Tu tarea: Según el texto sobre el fin del estado de alarma, ¿cuántos días duró ese estado de alarma?

Fragmento seleccionado:
•••

El estado de alarma ha terminado. Noventa y nueve días que quedarán para la memoria de este país porque han sido la anomalía más importante de nuestra democracia desde que la recuperamos. Nadie discute en el fondo que fuera necesaria para contener el contagio y evitar el colapso sanitario. La única manera que se advirtió entonces fue decretar el confinamiento obligatorio, una limitación inédita de nuestras libertades. El estado de alarma, tampoco lo discute nadie, es una herramienta constitucional, excepcional y sometida a un régimen de ratificación parlamentaria, pero constitucional. Sirve para lo que sirve y después se debe recuperar, con toda normalidad, la libertad, porque eso es justo lo que hemos tenido limitado.

Que el estado de alarma fuera necesario, justificado y constitucional no lo convierte en inatacable, incontrolable, ni mucho menos supone celebrar la limitación porque nos la mereciésemos, como el mejor jarabe recetado. Recuperar la libertad perdida, suspendida en aras de una finalidad colectiva apreciable (contribuir a que la sanidad pudiera lidiar mejor con el virus que se ha llevado por delante medio millón de vidas en todo el mundo, a día de hoy, porque el virus, a diferencia de los muertos, sigue vivo), no justifica suspender el pensamiento crítico, la libertad de opinión y la evaluación de una gestión, a veces lenta, a veces precipitada, y, casi siempre, opaca y soberbia, que ha tratado a la mayoría de los ciudadanos como menores de edad, incapaces de comprender la gravedad de la situación o de valorar el acertado esfuerzo ingente de la administración. Ni somos, ni éramos, menores de edad, ni el esfuerzo de la administración, que obviamente ha existido, ha sido siempre acertado.

En este país, durante el estado de alarma, se han repartido demasiados carnets de buenos y malos, de patriotas y de traidores, de sensatos e irresponsables, de progresistas y de fascistas. Todo muy maniqueo. Todo muy radical. Ha cambiado casi todo, pero sigue lo de siempre. Quienes han gestionado desde la política la mayor crisis sanitaria que recordamos no deberían sentirse ufanos y tampoco quienes se han opuesto a la gestión realizada, no por el fondo de lo hecho, sino por quién lo hacía. Costará deshacerse de la triste moraleja que nos dejan: ese soniquete de que todos son iguales, ese lamento quedo de que ninguno vale una figa. ¡Qué pena que los hayan hecho ciertos!

En este país, durante el estado de alarma, han crecido gigantes. Estaban en los balcones, en los hospitales, eran los jóvenes que bajaban la basura de los viejos, los que iban cumpliendo las normas, arrimando el hombro, apretando los dientes y el paso para seguir. Y eso ha sumado más que la resta. Y deben, ellos sí, sentirse ufanos. Porque han hecho país. Y ése, que se han echado a la espalda, merece la pena. Para unos y otros ha vuelto la libertad. Ojalá la usemos para quitarnos lastre. Porque merecemos volar.

•••

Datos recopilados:

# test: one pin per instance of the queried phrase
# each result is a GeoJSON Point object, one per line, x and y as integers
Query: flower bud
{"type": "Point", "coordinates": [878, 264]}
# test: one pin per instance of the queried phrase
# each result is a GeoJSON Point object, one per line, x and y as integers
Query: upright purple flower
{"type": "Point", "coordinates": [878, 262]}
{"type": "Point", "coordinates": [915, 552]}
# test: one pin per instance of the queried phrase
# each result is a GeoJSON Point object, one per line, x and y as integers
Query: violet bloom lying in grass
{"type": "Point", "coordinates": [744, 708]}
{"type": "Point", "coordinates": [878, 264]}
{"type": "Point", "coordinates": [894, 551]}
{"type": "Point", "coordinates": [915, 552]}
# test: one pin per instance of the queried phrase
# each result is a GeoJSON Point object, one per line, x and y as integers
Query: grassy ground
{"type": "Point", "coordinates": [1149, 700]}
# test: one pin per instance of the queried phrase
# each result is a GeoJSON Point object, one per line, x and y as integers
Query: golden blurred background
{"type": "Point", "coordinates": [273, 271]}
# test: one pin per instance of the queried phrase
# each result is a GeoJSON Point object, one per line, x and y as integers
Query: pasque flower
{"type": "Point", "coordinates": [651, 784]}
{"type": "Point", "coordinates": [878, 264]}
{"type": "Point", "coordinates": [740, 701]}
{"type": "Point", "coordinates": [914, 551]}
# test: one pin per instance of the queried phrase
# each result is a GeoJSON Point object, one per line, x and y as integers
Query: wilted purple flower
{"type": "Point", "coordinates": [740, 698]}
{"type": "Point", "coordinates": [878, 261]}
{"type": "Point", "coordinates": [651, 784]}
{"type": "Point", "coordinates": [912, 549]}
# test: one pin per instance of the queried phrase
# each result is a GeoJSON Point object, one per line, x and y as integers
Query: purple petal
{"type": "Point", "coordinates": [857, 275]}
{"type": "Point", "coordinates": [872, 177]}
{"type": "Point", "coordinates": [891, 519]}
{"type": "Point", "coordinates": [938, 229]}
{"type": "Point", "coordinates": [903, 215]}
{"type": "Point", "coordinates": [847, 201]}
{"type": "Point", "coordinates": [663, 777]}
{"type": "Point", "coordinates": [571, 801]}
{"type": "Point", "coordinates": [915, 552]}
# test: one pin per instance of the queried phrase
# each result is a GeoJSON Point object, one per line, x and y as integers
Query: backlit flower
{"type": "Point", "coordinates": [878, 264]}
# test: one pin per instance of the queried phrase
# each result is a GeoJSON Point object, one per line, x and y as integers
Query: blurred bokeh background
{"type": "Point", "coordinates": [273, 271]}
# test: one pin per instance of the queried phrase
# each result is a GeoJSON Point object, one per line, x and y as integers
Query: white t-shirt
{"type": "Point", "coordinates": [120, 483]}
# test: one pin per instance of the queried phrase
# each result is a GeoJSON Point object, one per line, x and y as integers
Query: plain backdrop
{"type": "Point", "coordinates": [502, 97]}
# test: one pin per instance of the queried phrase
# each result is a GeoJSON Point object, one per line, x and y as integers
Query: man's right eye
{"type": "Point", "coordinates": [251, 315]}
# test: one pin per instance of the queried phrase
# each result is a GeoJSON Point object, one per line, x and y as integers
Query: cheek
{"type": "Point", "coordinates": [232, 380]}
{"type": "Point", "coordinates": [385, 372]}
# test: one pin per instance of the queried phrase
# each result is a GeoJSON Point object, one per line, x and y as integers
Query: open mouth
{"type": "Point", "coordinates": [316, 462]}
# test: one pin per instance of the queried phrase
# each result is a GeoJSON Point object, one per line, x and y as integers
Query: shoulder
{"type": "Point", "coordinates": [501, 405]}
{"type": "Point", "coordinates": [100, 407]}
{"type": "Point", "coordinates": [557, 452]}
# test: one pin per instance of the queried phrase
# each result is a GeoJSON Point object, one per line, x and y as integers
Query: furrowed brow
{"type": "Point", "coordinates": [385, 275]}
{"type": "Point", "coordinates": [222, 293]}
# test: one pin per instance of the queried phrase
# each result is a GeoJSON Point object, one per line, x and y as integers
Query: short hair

•••

Espacio de respuesta: Noventa y nueve días.